**本文:**

加齢や歯周病などにより歯を失ってしまうことは、誰にでも起こりうる自然なことです。
しかし、歯を失うことで食事や会話が楽しめなくなるだけでなく、全身の健康にも悪影響を及ぼす可能性があります。
そこで重要なのが、失った歯の機能を補う「入れ歯」です。
「入れ歯は使いにくい」「見た目が気になる」といったイメージをお持ちの方もいらっしゃるかもしれません。
しかし、作り方や使用の仕方によっては普通の歯と同じように違和感が少なく使用することも出来ます。
入れ歯についてまとめましたのでどうしたら良いか悩んでいる方のお力になれれば幸いです。
入れ歯の種類について
入れ歯は、大きく分けて以下の2種類に分類されます。
1. 部分入れ歯
部分入れ歯は、残っている歯を土台にして、失った歯を補う装置です。
部分入れ歯と一口に言っても、実は様々な種類があります。
大きく分けると、保険適用の入れ歯と自費診療の入れ歯がありますが、それぞれにメリット・デメリットがあります。
ご自身の歯の状態やライフスタイル、予算に合わせて最適なものを選ぶことが大切です。
1. 素材による分類
入れ歯の素材は、主に「床」と呼ばれる部分に使われる材料で分類されます。床は、人工歯を支え、歯ぐきに接する部分です。

データレコード:
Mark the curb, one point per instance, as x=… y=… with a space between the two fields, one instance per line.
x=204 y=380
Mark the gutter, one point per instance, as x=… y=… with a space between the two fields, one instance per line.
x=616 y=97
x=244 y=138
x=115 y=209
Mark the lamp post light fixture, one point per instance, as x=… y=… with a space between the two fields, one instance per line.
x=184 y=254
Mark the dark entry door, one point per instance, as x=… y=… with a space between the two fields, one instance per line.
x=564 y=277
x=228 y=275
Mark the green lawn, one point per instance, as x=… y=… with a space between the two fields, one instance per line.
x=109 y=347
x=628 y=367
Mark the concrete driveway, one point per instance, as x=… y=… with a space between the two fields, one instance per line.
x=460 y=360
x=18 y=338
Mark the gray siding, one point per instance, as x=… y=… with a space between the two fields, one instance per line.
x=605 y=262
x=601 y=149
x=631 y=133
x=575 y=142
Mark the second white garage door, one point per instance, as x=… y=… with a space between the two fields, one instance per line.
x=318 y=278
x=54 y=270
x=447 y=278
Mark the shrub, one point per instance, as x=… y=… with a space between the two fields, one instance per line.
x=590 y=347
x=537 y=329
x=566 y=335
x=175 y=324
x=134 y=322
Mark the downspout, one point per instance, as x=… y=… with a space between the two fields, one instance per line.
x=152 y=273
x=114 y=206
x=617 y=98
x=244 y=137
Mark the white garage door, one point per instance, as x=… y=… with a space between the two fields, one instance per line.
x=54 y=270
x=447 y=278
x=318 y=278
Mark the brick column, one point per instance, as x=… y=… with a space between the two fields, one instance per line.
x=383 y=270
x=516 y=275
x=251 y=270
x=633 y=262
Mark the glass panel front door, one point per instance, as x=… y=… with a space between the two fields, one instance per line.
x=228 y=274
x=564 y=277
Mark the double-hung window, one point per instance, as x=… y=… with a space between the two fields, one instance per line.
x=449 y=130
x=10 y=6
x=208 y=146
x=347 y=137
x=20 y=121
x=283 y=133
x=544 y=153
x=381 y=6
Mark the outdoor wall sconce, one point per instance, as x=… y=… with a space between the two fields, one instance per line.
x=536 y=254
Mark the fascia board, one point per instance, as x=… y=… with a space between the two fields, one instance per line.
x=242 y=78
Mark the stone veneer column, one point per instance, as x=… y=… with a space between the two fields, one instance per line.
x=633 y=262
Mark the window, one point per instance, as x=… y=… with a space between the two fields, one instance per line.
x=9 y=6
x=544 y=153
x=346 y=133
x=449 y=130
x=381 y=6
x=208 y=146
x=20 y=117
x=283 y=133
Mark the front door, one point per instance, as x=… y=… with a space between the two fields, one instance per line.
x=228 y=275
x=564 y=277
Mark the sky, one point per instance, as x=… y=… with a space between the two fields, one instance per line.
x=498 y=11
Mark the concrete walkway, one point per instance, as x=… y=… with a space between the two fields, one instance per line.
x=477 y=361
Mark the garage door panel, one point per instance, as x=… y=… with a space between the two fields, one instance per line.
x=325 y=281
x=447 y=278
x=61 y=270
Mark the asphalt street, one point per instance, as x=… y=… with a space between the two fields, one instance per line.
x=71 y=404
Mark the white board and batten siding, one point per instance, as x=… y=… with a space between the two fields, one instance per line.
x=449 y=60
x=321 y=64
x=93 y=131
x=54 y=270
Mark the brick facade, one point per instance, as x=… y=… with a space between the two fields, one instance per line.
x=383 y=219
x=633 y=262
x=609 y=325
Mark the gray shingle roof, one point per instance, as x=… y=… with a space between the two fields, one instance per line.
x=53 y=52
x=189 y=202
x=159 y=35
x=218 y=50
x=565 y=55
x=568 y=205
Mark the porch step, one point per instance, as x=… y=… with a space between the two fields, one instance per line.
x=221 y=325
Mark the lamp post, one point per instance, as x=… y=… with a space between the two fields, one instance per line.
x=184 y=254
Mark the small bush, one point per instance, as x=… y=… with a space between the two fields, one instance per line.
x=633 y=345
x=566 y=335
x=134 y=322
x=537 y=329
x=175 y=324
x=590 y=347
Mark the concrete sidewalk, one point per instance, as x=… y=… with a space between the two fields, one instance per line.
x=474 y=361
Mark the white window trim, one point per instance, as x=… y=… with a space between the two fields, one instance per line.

**演習問題:**
次の記述(a)〜(c)のそれぞれについて、入れ歯に関する本文の内容と一致するかどうかを「はい」または「いいえ」で答え、判断の根拠となる本文の語句をそのまま引用してください。
(a) 部分入れ歯は、残っている歯を土台にして、失った歯を補う装置である。
(b) 入れ歯は、大きく分けて3種類に分類される。
(c) 入れ歯の素材は、主に人工歯に使われる材料で分類される。

**解答:**
(a) はい。「部分入れ歯は、残っている歯を土台にして、失った歯を補う装置です。」
(b) いいえ。「入れ歯は、大きく分けて以下の2種類に分類されます。」
(c) いいえ。「入れ歯の素材は、主に「床」と呼ばれる部分に使われる材料で分類されます。」